*EXCERPTED PASSAGE:*
-- -- --

Model Types
There are several model types:
Polygonal mesh
Parametric surfaces
CSG - Constructive Solid Geometry
Mathematical shapes
Metaballs
The polygonal mesh object is perhaps the most common type of 3D model. The idea behind it is to approximate a surface using a mesh of planar consecutive polygons.
For a cube this is straightforward, there are six squares connected. For a generic curved surface the problem of using flat polygons will face up. In this case you can only have an approximation of the shape. So to increase the approximation you can only increase the number of polygons. This fact is a problem and can make mesh models to take a considerable amount of memory and disk space and make them slower to display in wireframe preview or in final rendering.
Fortunately a rendering trick can help us: Phong normal interpolation.
Another kind of model representation is by using parametric surfaces or surfaces that interpolates parametric curves (note that these two things are not exactly the same). A parametric curve is a curve whose shape is dependant from some parameters. These parameters can be a series of points in the 3D space. By manipulating the positions of these "control" points you can modify the shape of the curve.
A parametric surface is simply a 3D surface that is under the control of a series of parameters, for example a series of control points.
There are several types of parametric curves, but the most commonly used in 3D applications are:
Bezier spline
B-spline
NURBS
To render objects modeled this way there are different approaches.
One is rendering the surfaces directly (Real3D follows this approach); another one is to convert it to a polygonal mesh prior to render.
This second approach is usually followed by programs that started with polygonal mesh objects only and added parametric surfaces objects in later revisions of the software.
The models created using this technique presents usually smoother shapes and are indicated for modeling organic shapes or smooth aerodynamic surfaces like car coachworks or aeroplanes (you definitely won't use NURBS to model a F117 Stealth Fighter however!).
These curves usually require more processing power to compute and this is perhaps the main cause that near all 3D packages started with a polygonal approach.
This technique is suitable to create geometrically perfect objects, but the quality of the model obtained directly depends by the variety of the available primitives.
The idea behind CSG is that an object can be done with composition of simpler parts. Those simpler parts can be composed from even simpler ones. This process repeats until we reach the simplest objects named "primitives".

-- -- --

*SUPPLIED INFORMATION:*
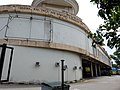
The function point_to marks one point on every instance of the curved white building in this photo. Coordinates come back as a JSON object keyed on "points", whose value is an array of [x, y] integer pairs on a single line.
{"points": [[34, 39]]}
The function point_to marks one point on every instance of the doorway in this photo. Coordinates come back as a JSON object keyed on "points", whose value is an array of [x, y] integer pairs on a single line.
{"points": [[6, 54]]}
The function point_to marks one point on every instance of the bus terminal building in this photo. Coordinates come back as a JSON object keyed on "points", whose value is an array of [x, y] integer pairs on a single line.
{"points": [[34, 39]]}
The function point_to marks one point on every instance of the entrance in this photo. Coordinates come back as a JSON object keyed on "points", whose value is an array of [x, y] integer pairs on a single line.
{"points": [[5, 62], [86, 68]]}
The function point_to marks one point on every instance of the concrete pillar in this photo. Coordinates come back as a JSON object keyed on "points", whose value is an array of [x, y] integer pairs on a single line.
{"points": [[96, 70], [99, 70], [91, 69]]}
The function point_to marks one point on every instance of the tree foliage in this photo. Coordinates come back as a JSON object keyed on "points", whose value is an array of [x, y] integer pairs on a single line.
{"points": [[109, 11]]}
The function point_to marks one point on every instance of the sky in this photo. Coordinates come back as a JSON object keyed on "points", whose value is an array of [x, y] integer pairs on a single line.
{"points": [[87, 12]]}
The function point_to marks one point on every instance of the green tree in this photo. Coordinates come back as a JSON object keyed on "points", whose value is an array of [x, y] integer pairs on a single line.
{"points": [[109, 11]]}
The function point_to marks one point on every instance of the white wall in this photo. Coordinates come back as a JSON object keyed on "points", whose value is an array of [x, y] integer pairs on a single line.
{"points": [[45, 29], [24, 59]]}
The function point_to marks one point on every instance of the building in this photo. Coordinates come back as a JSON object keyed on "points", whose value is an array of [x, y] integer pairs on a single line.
{"points": [[34, 39]]}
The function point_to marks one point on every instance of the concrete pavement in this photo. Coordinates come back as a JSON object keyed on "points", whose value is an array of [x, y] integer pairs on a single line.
{"points": [[99, 83]]}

-- -- --

*REQUIRED ACTIONS:*
1) According to the model types text, what rendering trick helps with the problem of approximating curved surfaces with flat polygons?
2) Reproduce the model types text from "There are several types" to "prior to render.".

*ANSWERS FOR THIS EXERCISE:*
1) Phong normal interpolation.

2)
There are several types of parametric curves, but the most commonly used in 3D applications are:
Bezier spline
B-spline
NURBS
To render objects modeled this way there are different approaches.
One is rendering the surfaces directly (Real3D follows this approach); another one is to convert it to a polygonal mesh prior to render.